# Records for the exercise
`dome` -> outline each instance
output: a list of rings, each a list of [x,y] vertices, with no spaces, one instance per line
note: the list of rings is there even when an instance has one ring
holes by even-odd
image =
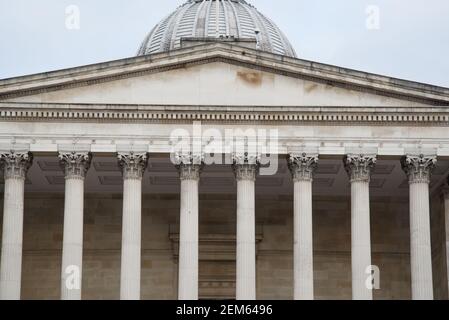
[[[236,38],[257,41],[257,48],[296,57],[282,31],[244,0],[188,0],[157,24],[138,55],[181,48],[181,38]]]

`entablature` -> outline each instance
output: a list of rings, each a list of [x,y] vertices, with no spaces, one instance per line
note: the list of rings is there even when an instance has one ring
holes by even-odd
[[[273,122],[449,126],[449,107],[273,107],[0,102],[0,121]]]

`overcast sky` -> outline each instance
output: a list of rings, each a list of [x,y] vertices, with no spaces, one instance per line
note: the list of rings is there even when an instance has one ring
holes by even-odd
[[[0,79],[134,56],[184,1],[0,0]],[[448,0],[250,2],[302,59],[449,87]],[[70,5],[79,29],[66,27]]]

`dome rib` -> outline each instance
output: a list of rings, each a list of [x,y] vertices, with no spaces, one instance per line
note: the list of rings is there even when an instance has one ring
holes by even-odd
[[[225,26],[226,26],[226,36],[230,36],[231,35],[231,28],[230,28],[230,17],[229,17],[229,12],[228,10],[225,8],[225,3],[227,1],[221,1],[221,7],[223,8],[223,14],[224,14],[224,18],[225,18]]]
[[[249,13],[251,19],[253,19],[254,24],[256,25],[257,30],[259,31],[259,49],[262,51],[272,51],[270,50],[270,48],[272,48],[270,37],[264,23],[260,18],[260,14],[258,14],[252,6],[243,6],[243,8],[245,8],[245,10]]]
[[[174,48],[178,45],[178,38],[179,39],[181,38],[181,36],[178,36],[179,25],[181,24],[181,21],[184,19],[186,13],[195,6],[195,3],[192,3],[190,6],[188,6],[187,4],[188,3],[186,3],[186,5],[183,6],[181,10],[179,10],[178,15],[176,16],[176,20],[170,38],[170,48]]]
[[[231,6],[232,9],[232,15],[234,17],[234,21],[235,21],[235,27],[236,27],[236,33],[234,36],[241,38],[242,37],[242,32],[240,31],[240,19],[239,16],[237,15],[237,11],[235,9],[234,3],[232,3],[232,1],[227,1],[227,4],[229,6]]]
[[[169,37],[169,35],[173,34],[173,29],[175,27],[175,24],[173,21],[178,17],[178,15],[179,15],[179,10],[173,12],[173,14],[167,19],[165,30],[163,31],[163,35],[162,35],[162,38],[159,43],[159,49],[157,51],[169,51],[170,50],[171,37]],[[157,43],[158,43],[158,41],[156,42],[156,44]],[[152,44],[150,43],[149,46],[147,46],[147,47],[151,49]],[[152,53],[152,52],[150,51],[149,53]]]
[[[178,17],[176,27],[172,35],[172,47],[180,46],[181,38],[193,36],[193,27],[195,26],[194,21],[196,21],[196,13],[197,8],[192,5],[186,8]]]
[[[137,55],[179,49],[189,37],[254,39],[261,51],[296,57],[276,24],[244,0],[188,0],[152,29]]]
[[[199,30],[203,30],[204,33],[204,27],[206,25],[206,3],[207,1],[202,1],[200,7],[196,12],[195,20],[193,23],[192,37],[201,37]]]
[[[201,35],[201,37],[207,37],[207,34],[209,33],[209,24],[210,24],[210,13],[212,9],[212,1],[209,2],[209,5],[207,6],[207,12],[206,12],[206,24],[204,26],[204,33]]]

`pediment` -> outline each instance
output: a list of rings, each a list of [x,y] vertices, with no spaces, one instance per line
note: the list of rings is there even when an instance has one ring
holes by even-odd
[[[0,81],[0,101],[198,106],[423,106],[449,105],[449,90],[247,48],[212,44],[3,80]]]

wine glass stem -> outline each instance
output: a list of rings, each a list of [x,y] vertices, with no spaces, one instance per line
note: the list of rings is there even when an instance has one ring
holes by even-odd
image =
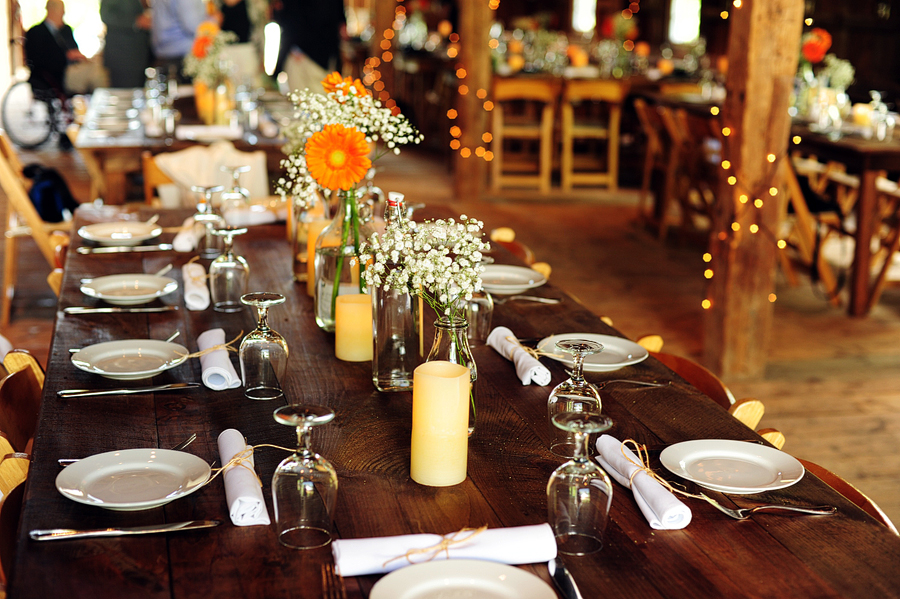
[[[576,462],[583,462],[588,435],[587,433],[576,429],[572,431],[572,438],[575,439],[575,447],[572,451],[572,459]]]
[[[309,434],[311,430],[312,427],[307,425],[297,427],[297,453],[300,455],[312,453],[312,441]]]
[[[266,306],[257,306],[257,312],[259,313],[259,325],[257,325],[257,329],[260,331],[268,331],[269,330],[269,309]]]
[[[584,354],[575,352],[572,354],[572,381],[581,383],[584,381],[582,370],[584,368]]]

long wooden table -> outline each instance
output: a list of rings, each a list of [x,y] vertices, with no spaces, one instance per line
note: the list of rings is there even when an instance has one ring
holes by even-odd
[[[105,94],[119,94],[122,102],[130,102],[132,90],[108,90],[101,89],[94,92],[100,98]],[[185,124],[199,123],[196,109],[193,105],[194,98],[179,98],[176,108],[182,113],[182,122]],[[150,151],[153,154],[161,152],[176,152],[184,150],[198,143],[212,143],[215,140],[191,141],[185,139],[165,139],[164,137],[149,137],[145,134],[144,127],[140,126],[129,131],[109,131],[105,129],[93,129],[93,122],[101,118],[96,106],[88,108],[85,116],[85,124],[78,131],[75,147],[78,151],[88,155],[88,159],[96,163],[99,173],[91,176],[101,176],[106,187],[103,200],[107,204],[122,204],[127,199],[128,177],[140,173],[141,153]],[[284,145],[282,137],[266,137],[259,131],[245,131],[239,139],[231,140],[234,147],[241,152],[254,152],[262,150],[266,153],[266,162],[270,173],[279,172],[284,154],[281,151]],[[93,200],[94,198],[91,198]]]
[[[875,183],[882,171],[900,171],[900,141],[878,141],[853,135],[834,138],[810,131],[802,124],[795,124],[791,135],[799,139],[791,143],[792,150],[811,154],[819,160],[840,162],[847,167],[847,172],[859,175],[859,197],[855,207],[857,243],[850,274],[849,312],[851,316],[865,316],[872,309],[873,297],[869,241],[876,226],[878,191]]]
[[[84,208],[76,226],[104,216]],[[144,216],[147,216],[146,214]],[[176,225],[184,214],[163,213],[161,224]],[[77,239],[76,243],[77,245]],[[560,464],[547,449],[551,430],[546,400],[551,387],[522,386],[510,362],[493,349],[474,349],[478,363],[479,417],[469,444],[468,477],[447,488],[418,485],[409,478],[411,396],[374,390],[370,365],[333,357],[333,335],[314,322],[304,287],[291,281],[290,251],[278,226],[254,228],[236,249],[251,266],[250,287],[282,293],[287,302],[271,311],[270,322],[290,344],[287,400],[332,407],[337,416],[318,427],[314,448],[338,472],[335,517],[343,538],[404,533],[449,533],[467,526],[504,527],[545,522],[545,487]],[[500,250],[499,260],[507,258]],[[190,258],[174,253],[85,256],[69,252],[60,309],[91,305],[78,290],[82,277],[154,272]],[[173,276],[180,278],[176,268]],[[494,325],[520,337],[563,332],[616,334],[562,290],[535,290],[563,297],[558,305],[509,302],[497,306]],[[164,299],[181,305],[181,292]],[[182,331],[195,349],[202,331],[223,327],[226,338],[255,326],[249,311],[238,314],[176,312],[68,316],[58,313],[44,387],[33,464],[27,482],[10,597],[320,597],[321,565],[329,548],[294,551],[282,547],[274,526],[236,527],[228,517],[221,478],[162,508],[114,512],[65,499],[56,490],[56,460],[133,448],[169,447],[196,432],[188,451],[218,460],[216,437],[237,428],[251,444],[292,446],[294,432],[272,418],[278,402],[245,399],[242,389],[212,392],[60,399],[62,388],[118,387],[77,370],[69,348],[123,338],[164,338]],[[236,362],[236,359],[235,359]],[[552,384],[565,378],[561,364],[545,360]],[[609,379],[671,381],[659,388],[610,384],[601,391],[603,408],[615,422],[611,434],[660,447],[679,441],[728,438],[759,441],[757,435],[653,358],[609,374]],[[154,383],[200,380],[196,359],[167,371]],[[658,456],[658,454],[653,454]],[[261,449],[256,467],[272,512],[269,481],[284,453]],[[654,466],[669,478],[654,457]],[[688,485],[691,488],[691,485]],[[630,491],[616,485],[604,549],[565,558],[584,597],[872,597],[897,596],[900,538],[807,474],[787,489],[749,497],[711,493],[726,505],[758,501],[831,504],[831,517],[757,514],[739,522],[711,506],[687,500],[693,521],[684,530],[654,531]],[[96,540],[34,542],[36,528],[93,528],[149,525],[191,519],[219,519],[214,529]],[[549,581],[546,564],[524,566]],[[367,597],[379,576],[347,579],[351,598]]]

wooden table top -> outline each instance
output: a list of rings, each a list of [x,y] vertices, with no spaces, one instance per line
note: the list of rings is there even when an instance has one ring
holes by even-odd
[[[76,215],[91,218],[89,210]],[[146,216],[146,215],[145,215]],[[163,213],[161,224],[180,224],[183,213]],[[77,239],[74,245],[78,245]],[[449,533],[467,526],[518,526],[546,522],[545,488],[561,463],[547,449],[550,427],[546,401],[565,379],[561,364],[545,359],[551,386],[522,386],[510,362],[493,349],[473,349],[478,364],[479,419],[470,439],[468,477],[456,486],[431,488],[409,478],[411,394],[381,394],[371,382],[368,362],[334,358],[334,338],[314,322],[313,303],[290,276],[290,251],[284,230],[256,227],[236,241],[251,267],[251,290],[282,293],[285,304],[270,312],[271,326],[290,345],[287,399],[332,407],[335,420],[313,433],[313,447],[335,466],[340,487],[335,524],[343,538],[405,533]],[[499,260],[506,256],[494,252]],[[93,305],[81,295],[83,277],[155,272],[172,262],[172,276],[187,254],[127,253],[85,256],[69,252],[60,309]],[[518,336],[563,332],[617,334],[571,297],[547,284],[534,290],[562,297],[558,305],[508,302],[496,306],[494,326]],[[56,460],[133,447],[169,447],[195,432],[188,451],[218,460],[216,438],[236,428],[251,444],[292,446],[294,431],[272,418],[278,402],[245,399],[242,389],[60,399],[63,388],[118,387],[77,370],[68,349],[124,338],[165,338],[174,330],[196,349],[195,339],[223,327],[226,338],[249,332],[249,311],[219,314],[183,309],[181,291],[164,303],[182,307],[156,314],[64,316],[58,313],[44,386],[40,424],[27,482],[10,597],[320,597],[321,565],[329,548],[299,552],[282,547],[274,526],[231,524],[221,478],[168,505],[137,512],[114,512],[64,498],[55,488]],[[236,363],[237,359],[233,361]],[[615,422],[610,434],[651,447],[703,438],[759,441],[759,437],[712,400],[653,358],[608,374],[608,379],[672,381],[659,388],[611,384],[601,391],[604,412]],[[200,380],[199,361],[155,377],[154,383]],[[127,385],[127,384],[126,384]],[[663,471],[658,454],[655,469]],[[284,452],[261,449],[256,469],[272,510],[269,481]],[[614,485],[604,549],[594,555],[565,558],[585,598],[589,597],[887,597],[900,589],[900,538],[856,508],[816,477],[762,495],[737,497],[711,493],[731,505],[765,502],[831,504],[831,517],[757,514],[739,522],[711,506],[687,500],[693,521],[684,530],[655,531],[637,508],[630,491]],[[693,489],[692,485],[688,485]],[[39,543],[36,528],[134,526],[193,519],[219,519],[217,528],[143,537],[117,537]],[[523,566],[549,582],[546,564]],[[347,579],[351,598],[367,597],[379,576]]]

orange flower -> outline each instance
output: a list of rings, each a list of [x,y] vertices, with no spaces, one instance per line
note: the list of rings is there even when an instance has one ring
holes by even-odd
[[[213,40],[211,37],[198,37],[194,38],[194,45],[191,47],[191,53],[197,58],[206,58],[206,54],[209,52],[209,47],[212,46]]]
[[[337,89],[338,85],[344,82],[344,78],[341,77],[341,74],[337,71],[332,73],[328,73],[325,75],[325,78],[322,79],[322,87],[325,88],[325,93],[330,94],[334,90]]]
[[[366,136],[353,127],[326,125],[310,136],[305,152],[309,174],[326,189],[350,189],[372,166]]]
[[[802,52],[803,58],[815,64],[822,62],[830,48],[831,34],[821,27],[815,27],[803,36],[800,52]]]
[[[197,37],[216,37],[219,31],[221,31],[219,26],[213,21],[203,21],[197,26],[197,31],[194,35]]]
[[[353,79],[351,77],[341,77],[341,74],[337,71],[333,73],[329,73],[325,76],[325,79],[322,79],[322,87],[325,88],[325,93],[330,94],[333,91],[337,91],[338,89],[343,89],[346,91],[350,91],[350,88],[356,89],[357,96],[364,96],[369,93],[369,90],[366,89],[366,86],[363,85],[362,81],[359,79]]]

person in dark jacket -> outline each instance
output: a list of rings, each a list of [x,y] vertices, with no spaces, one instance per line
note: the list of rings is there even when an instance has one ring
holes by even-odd
[[[35,93],[66,93],[66,67],[87,61],[78,49],[72,28],[63,23],[62,0],[47,0],[47,16],[25,33],[25,61],[31,69],[28,81]]]

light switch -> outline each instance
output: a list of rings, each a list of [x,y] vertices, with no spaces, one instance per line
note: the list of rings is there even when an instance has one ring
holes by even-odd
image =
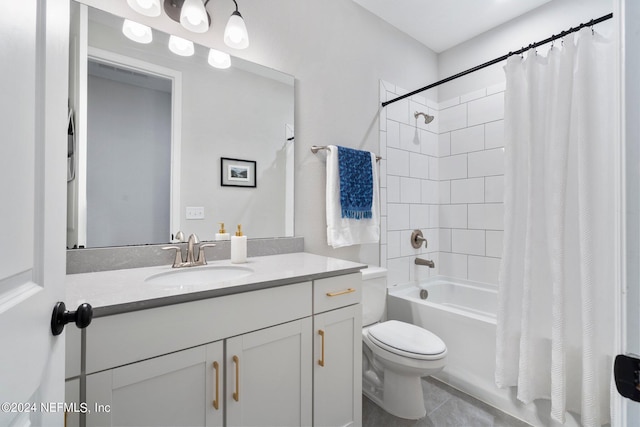
[[[186,219],[204,219],[203,206],[187,206]]]

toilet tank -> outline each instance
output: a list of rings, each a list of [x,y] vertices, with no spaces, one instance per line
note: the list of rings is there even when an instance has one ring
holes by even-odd
[[[387,269],[368,267],[362,272],[362,325],[382,320],[387,301]]]

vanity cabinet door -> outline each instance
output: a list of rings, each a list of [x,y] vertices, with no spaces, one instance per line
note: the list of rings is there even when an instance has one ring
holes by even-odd
[[[214,362],[221,380],[222,341],[87,375],[87,425],[222,426]]]
[[[310,317],[227,339],[228,426],[311,425]]]
[[[313,424],[362,424],[362,307],[313,317]]]
[[[74,378],[64,382],[64,402],[67,408],[64,411],[64,427],[80,426],[80,379]]]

# Exercise instructions
Where does the string "dome" appear in the records above? Return every line that holds it.

# Problem solution
`dome` -> outline each instance
`dome rib` -> outline each instance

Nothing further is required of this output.